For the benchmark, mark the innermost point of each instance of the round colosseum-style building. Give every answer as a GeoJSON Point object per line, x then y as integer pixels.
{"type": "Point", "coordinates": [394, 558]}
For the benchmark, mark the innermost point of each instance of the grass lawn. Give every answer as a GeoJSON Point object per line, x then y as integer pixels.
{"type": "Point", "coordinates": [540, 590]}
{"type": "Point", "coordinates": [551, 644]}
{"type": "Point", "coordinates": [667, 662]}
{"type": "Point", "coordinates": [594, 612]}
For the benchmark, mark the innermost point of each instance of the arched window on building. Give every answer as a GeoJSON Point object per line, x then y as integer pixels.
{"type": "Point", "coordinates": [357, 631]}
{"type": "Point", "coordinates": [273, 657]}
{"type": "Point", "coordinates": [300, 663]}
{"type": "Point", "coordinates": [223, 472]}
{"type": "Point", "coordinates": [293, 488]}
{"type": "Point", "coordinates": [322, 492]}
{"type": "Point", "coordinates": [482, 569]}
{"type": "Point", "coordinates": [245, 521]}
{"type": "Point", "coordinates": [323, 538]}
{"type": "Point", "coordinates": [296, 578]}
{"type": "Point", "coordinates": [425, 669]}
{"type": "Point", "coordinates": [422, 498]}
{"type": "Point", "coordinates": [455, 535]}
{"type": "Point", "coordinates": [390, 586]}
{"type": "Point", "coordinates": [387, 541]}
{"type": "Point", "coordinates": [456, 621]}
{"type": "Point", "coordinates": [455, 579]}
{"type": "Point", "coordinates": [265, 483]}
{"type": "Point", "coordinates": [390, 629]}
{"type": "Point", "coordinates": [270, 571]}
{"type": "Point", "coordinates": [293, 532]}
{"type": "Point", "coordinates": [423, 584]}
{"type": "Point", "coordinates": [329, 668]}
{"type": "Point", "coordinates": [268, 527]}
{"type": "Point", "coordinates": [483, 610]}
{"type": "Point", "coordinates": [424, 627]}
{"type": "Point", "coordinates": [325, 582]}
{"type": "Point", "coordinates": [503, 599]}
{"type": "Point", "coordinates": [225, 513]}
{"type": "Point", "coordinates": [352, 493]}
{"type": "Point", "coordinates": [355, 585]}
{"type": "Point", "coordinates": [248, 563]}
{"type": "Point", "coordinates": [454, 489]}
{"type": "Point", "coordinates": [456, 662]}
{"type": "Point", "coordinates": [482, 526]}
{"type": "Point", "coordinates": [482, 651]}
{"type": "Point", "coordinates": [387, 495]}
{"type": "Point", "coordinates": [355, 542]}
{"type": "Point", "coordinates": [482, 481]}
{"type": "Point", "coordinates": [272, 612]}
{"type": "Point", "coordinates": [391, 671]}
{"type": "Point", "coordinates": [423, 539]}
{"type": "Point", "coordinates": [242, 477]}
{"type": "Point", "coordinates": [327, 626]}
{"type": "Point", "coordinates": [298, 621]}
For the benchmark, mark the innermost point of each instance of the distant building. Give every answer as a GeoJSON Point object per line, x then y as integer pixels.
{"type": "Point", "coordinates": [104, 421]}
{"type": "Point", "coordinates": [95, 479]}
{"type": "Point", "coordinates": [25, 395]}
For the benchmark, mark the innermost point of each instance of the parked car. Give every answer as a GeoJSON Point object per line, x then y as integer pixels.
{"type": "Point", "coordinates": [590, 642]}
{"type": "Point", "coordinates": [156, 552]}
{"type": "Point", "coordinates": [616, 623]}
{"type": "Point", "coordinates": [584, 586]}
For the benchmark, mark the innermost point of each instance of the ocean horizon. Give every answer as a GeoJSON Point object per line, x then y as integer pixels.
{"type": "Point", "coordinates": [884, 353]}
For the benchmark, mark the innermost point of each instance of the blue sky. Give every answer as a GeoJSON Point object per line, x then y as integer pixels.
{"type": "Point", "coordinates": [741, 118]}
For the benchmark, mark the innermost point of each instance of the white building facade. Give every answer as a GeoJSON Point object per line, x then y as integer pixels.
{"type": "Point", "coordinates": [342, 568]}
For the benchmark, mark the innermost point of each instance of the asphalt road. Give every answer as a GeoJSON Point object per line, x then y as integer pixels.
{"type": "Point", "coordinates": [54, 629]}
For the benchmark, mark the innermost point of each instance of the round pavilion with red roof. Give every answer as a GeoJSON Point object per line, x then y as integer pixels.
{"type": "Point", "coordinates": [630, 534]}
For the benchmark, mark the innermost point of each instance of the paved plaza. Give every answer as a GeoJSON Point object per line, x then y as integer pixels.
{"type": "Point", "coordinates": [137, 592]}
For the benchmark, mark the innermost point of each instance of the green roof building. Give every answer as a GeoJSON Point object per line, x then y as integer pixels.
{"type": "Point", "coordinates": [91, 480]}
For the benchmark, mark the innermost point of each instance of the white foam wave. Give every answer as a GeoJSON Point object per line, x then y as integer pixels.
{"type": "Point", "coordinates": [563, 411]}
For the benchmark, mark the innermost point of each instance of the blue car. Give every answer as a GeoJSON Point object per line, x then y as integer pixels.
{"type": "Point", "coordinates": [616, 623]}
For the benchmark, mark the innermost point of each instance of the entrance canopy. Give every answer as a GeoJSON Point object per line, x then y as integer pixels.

Required task — Rescale everything from the line containing "the white foam" down through the end of the rows, both ends included. Repeat every line, requests included and left unchanged, but multiply each point coordinate in the answers by 2.3 and round to a whole number, with halves rounding up, and give only those lines.

Answer to this exercise —
For the benchmark, mark the innermost point of each instance of the white foam wave. Give every answer as a GeoJSON Point object per line, x then y as integer pixels.
{"type": "Point", "coordinates": [1295, 945]}
For the benchmark, mark the innermost point of each instance of the blue car. Give every answer as a GeoJSON Point object per line, x then y as integer pixels.
{"type": "Point", "coordinates": [1417, 1433]}
For the benchmark, mark the innermost point of each instance of the entrance canopy. Give every answer as a GeoJSON Point object per line, x then y as integer pixels.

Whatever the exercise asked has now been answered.